**Text excerpt:**
Btrfs tracks uptodate state in an rbtree as well as in the
page bits. This is supposed to enable us to use block sizes other than
the page size, but there are a few parts still missing before that
completely works.
But, our readpage routine trusts this additional range based tracking
of uptodateness, much in the same way the buffer head up to date bits
are trusted for the other filesystems.
The problem is that sometimes we need to allocate memory in order to
split records in the rbtree, even when we are just clearing bits. This
can be difficult when our clearing function is called GFP_ATOMIC, which
can happen in the releasepage path.
So, what happens today looks like this:
releasepage called with GFP_ATOMIC
btrfs_releasepage calls clear_extent_bit
clear_extent_bit fails to allocate ram, leaving the up to date bit set
btrfs_releasepage returns success
The end result is the page being gone, but btrfs thinking the range is
up to date. Later on if someone tries to read that same page, the
btrfs readpage code will return immediately thinking the page is already
up to date.

Named-object pointing records
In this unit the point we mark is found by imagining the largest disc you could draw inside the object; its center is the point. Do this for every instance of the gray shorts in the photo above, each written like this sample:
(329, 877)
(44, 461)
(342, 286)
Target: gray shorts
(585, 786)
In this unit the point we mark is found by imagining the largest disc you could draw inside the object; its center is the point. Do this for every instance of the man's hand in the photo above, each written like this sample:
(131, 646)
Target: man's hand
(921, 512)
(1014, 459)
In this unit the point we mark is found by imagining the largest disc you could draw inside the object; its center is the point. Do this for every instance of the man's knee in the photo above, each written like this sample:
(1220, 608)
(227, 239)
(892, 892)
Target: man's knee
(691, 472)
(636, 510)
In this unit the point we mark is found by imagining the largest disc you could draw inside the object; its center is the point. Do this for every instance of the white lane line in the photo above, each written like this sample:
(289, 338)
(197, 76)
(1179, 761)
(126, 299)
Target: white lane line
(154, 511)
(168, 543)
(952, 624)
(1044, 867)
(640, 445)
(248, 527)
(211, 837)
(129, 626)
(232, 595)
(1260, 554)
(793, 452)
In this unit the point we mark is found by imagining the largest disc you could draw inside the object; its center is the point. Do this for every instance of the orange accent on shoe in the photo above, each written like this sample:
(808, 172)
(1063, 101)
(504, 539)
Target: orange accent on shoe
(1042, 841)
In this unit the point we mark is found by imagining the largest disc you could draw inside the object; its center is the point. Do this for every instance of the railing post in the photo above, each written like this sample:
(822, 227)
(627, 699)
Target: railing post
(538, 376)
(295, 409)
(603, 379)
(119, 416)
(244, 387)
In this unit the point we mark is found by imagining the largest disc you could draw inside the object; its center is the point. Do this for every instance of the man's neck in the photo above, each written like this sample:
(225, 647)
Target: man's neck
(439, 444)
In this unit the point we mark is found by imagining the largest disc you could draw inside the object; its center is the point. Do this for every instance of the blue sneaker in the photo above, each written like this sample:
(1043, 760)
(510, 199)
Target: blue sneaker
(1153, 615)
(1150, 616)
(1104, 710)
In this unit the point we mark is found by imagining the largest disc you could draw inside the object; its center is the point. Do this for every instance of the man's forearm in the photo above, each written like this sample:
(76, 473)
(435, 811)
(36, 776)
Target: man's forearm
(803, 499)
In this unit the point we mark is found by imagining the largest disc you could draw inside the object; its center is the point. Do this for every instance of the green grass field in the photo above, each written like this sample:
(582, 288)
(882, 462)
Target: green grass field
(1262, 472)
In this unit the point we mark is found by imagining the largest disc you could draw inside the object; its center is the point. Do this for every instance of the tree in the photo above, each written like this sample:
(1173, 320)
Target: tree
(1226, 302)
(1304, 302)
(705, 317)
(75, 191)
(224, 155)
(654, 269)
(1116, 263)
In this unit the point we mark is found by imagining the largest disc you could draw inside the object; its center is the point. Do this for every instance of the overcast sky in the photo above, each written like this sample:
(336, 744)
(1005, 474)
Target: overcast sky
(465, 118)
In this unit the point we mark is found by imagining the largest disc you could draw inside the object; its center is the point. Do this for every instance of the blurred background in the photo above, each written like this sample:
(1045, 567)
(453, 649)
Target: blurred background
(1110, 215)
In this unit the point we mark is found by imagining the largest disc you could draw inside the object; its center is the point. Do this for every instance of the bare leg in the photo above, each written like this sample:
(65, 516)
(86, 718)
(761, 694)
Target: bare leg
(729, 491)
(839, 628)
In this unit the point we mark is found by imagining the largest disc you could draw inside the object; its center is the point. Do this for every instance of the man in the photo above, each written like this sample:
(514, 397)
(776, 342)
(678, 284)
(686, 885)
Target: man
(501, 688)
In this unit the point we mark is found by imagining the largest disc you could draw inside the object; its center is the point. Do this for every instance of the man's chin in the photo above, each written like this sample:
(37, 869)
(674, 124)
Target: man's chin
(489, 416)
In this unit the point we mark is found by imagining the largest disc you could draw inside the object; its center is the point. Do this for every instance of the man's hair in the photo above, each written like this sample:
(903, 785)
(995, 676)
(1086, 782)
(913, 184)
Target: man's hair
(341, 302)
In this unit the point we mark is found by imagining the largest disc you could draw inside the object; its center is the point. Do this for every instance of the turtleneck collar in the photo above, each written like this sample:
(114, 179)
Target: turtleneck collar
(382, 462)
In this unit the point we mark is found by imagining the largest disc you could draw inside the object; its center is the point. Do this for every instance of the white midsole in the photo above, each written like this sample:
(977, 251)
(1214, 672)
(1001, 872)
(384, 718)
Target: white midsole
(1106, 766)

**Exercise requirements:**
**A)** From the Btrfs passage, extract the words from "But, our readpage" to "the other filesystems.", copying them without any change.
**B)** Check each statement against the Btrfs passage and mark it yes or no, quoting the words of the passage that settle it.
(i) Btrfs keeps track of uptodate state only in the page bits.
(ii) When clear_extent_bit cannot allocate memory, the up to date bit stays set.
(iii) btrfs_releasepage reports an error after clear_extent_bit fails.
**C)** Write what comes next in the Btrfs passage, starting after its final sentence.

**Replies:**
**A)**
But, our readpage routine trusts this additional range based tracking
of uptodateness, much in the same way the buffer head up to date bits
are trusted for the other filesystems.

**B)**
(i) No: "Btrfs tracks uptodate state in an rbtree as well as in the page bits."
(ii) Yes: "clear_extent_bit fails to allocate ram, leaving the up to date bit set"
(iii) No: "btrfs_releasepage returns success"

**C)**
This commit fixes things to fail the releasepage when we can't clear the
extent state bits. It covers both data pages and metadata tree blocks.
Signed-off-by: Chris Mason <chris.mason@oracle.com>
* at this point we can safely clear everything except the
* locked bit and the nodatasum bit
*/
- clear_extent_bit(tree, start, end,
+ ret = clear_extent_bit(tree, start, end,
~(EXTENT_LOCKED | EXTENT_NODATASUM),
0, 0, NULL, mask);
+
+ /* if clear_extent_bit failed for enomem reasons,
+ * we can't allow the release to continue.
+ */
+ if (ret < 0)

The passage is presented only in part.